Sadly, my friend blamed this conundrums on me, claiming I wanted to “create a god” to fit my paradigms and that’s OK. When clinging to a religion or exclusive community, one must blame the questioner for the questions. I completely get it. Is it ok, though, for the paradigm of evangelicalism to be “i don’t need to wrestle with the quandary of a good god who rejoices in the extreme harm to infants voiced in poetry in the most graphic of ways, or one who orders to genocide of a people - every man woman and child ordered wiped out?”
My journey has required me to gather more information and not just settle for “God’s ways are higher…” I’ve had thoughtful conversations with Jewish teachers who describe their view of their own sacred text (the Torah is not a “Christian” text nor an “Old Testament”) that the scripture travels in message with humans, not with a requirement of humans to adhere to some literal (cultural) translation of the text.

Required actions ::
- a) Set down verbatim the portion of the passage about questioning faith starting at "My journey has" and ending at "of the text.".
- b) Resume the passage about questioning faith, picking up after its final sentence.
The rows that follow have no connection to the passage about questioning faith.

Data extracts ::
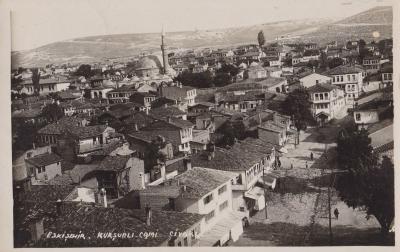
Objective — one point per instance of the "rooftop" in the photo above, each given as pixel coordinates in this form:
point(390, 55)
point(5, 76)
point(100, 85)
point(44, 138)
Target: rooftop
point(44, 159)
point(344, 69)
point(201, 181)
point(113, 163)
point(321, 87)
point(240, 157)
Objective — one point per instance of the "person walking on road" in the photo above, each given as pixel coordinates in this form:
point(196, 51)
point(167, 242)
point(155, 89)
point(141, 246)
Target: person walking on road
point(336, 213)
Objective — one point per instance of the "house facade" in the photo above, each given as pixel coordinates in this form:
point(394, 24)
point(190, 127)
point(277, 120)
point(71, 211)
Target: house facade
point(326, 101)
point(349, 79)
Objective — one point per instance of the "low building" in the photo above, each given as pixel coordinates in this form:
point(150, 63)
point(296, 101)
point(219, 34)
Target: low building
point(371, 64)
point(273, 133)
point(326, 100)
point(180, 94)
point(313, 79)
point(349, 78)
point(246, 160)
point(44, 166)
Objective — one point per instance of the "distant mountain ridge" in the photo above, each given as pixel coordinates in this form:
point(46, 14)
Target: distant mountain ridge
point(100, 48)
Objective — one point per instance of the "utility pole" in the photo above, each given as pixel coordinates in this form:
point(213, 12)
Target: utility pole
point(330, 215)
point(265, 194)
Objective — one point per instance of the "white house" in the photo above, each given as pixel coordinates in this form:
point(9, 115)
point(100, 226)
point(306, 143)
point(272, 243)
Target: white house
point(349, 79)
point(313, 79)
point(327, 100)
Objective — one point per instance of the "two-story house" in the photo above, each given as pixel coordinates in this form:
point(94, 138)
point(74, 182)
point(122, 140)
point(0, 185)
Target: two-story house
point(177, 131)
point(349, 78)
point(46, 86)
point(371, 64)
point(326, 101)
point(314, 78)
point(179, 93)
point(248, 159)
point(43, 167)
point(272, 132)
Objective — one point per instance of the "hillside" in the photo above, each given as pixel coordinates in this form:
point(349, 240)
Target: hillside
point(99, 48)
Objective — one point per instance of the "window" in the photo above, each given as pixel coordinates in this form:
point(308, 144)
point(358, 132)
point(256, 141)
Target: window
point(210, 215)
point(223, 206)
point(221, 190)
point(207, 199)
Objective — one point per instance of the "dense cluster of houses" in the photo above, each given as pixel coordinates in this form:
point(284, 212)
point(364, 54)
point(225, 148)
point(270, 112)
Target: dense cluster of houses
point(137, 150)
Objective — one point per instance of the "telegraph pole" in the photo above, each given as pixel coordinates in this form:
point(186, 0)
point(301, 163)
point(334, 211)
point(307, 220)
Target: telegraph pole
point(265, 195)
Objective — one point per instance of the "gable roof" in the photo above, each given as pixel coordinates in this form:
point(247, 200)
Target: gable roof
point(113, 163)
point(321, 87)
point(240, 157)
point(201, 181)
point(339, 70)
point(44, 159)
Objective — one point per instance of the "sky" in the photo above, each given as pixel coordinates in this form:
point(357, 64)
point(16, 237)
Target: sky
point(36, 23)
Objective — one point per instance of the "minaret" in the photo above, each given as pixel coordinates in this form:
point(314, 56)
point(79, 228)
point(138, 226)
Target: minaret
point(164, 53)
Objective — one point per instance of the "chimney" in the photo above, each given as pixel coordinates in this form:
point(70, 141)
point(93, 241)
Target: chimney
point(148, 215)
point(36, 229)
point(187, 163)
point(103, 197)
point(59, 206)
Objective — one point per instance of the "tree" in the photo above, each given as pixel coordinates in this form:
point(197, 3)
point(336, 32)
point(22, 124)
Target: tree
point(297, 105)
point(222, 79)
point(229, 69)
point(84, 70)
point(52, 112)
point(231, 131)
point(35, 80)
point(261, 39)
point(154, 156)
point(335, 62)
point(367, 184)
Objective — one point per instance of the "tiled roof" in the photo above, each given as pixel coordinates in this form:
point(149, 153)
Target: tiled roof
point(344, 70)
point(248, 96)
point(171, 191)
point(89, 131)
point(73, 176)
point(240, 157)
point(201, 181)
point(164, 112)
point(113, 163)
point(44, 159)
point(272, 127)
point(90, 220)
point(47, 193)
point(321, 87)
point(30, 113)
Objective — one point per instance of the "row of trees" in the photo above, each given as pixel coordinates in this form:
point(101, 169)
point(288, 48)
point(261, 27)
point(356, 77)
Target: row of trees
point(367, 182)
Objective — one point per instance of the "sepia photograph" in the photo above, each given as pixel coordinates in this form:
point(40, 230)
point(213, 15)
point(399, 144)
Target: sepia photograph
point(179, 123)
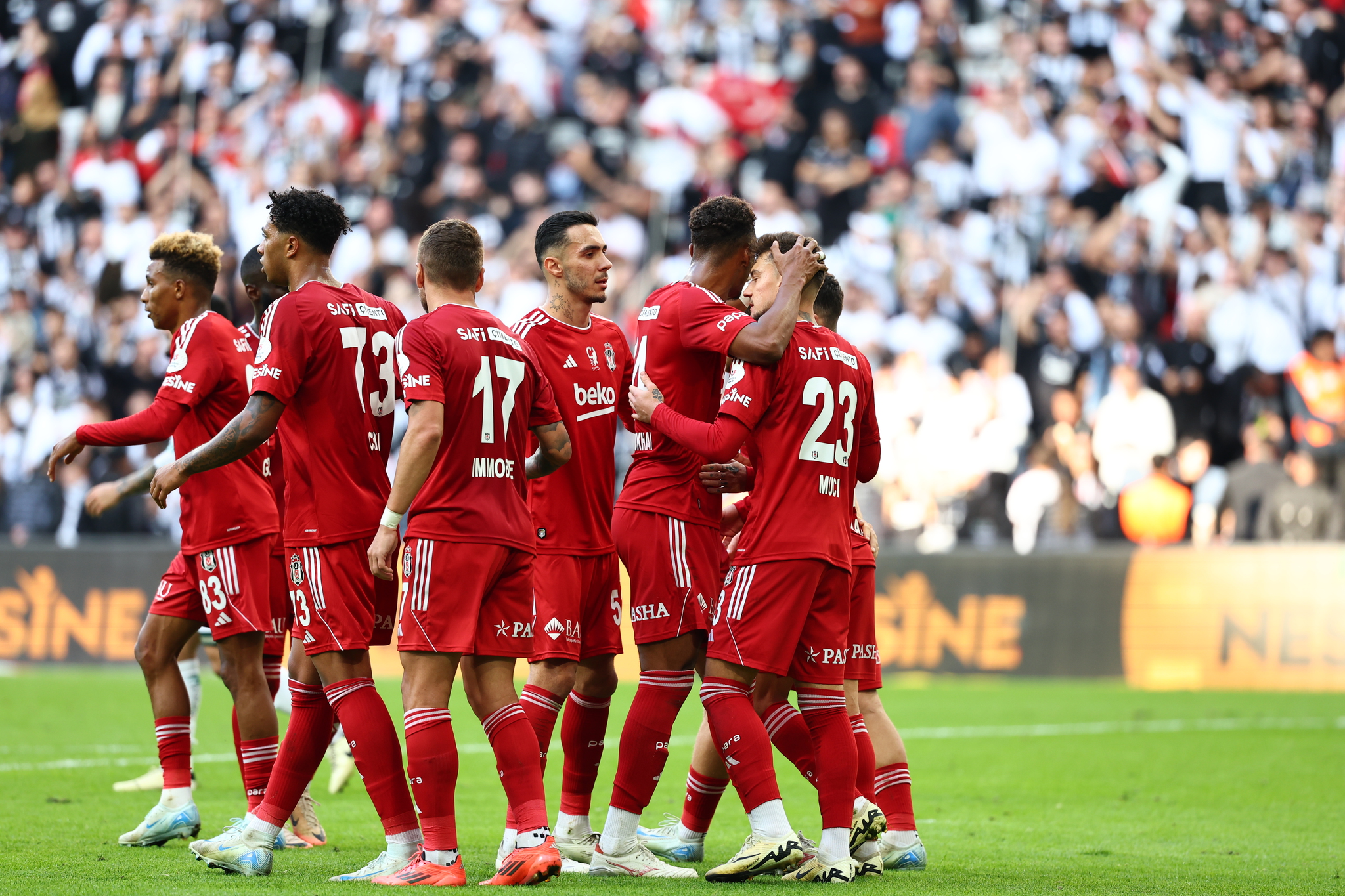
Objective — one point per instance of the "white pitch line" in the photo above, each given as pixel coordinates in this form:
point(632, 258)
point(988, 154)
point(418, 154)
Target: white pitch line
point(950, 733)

Task-by-task outputs ::
- a)
My journey has required me to gather more information and not just settle for “God’s ways are higher…” I’ve had thoughtful conversations with Jewish teachers who describe their view of their own sacred text (the Torah is not a “Christian” text nor an “Old Testament”) that the scripture travels in message with humans, not with a requirement of humans to adhere to some literal (cultural) translation of the text.

- b)
I prize the Bible. I always have since I started reading the little KJV my parents gave me with my name gold embossed on it when I was 4 years old. And even then I realized there were many parts that didn’t make sense, but, at my dad’s “god’s ways are higher” dismissals of my inquiries, I stuffed my questions because I knew god was so good and we were on the right side of things. Even in my pastoral biblical training, and I began to learn things like the messy process of canon compilation and the horrific change in translation of Revelation in the 70’s, I still put the dissonance away because we were good and so was god.
But still there was always the pain in my heart “I wish I could love people, but God… he killed many many ‘bad’ people…”
Then, in recent years, it continued to become more and more evidence that the American Christian church wasn’t actually “good” and we weren’t on the right side of things. It became clear the output of American Christianity was no longer hearts of love for people and I realized this idea of god’s higher ways of relishing the deaths of those he didn’t like wasn’t “good”, then the dissonance could no longer be stuffed.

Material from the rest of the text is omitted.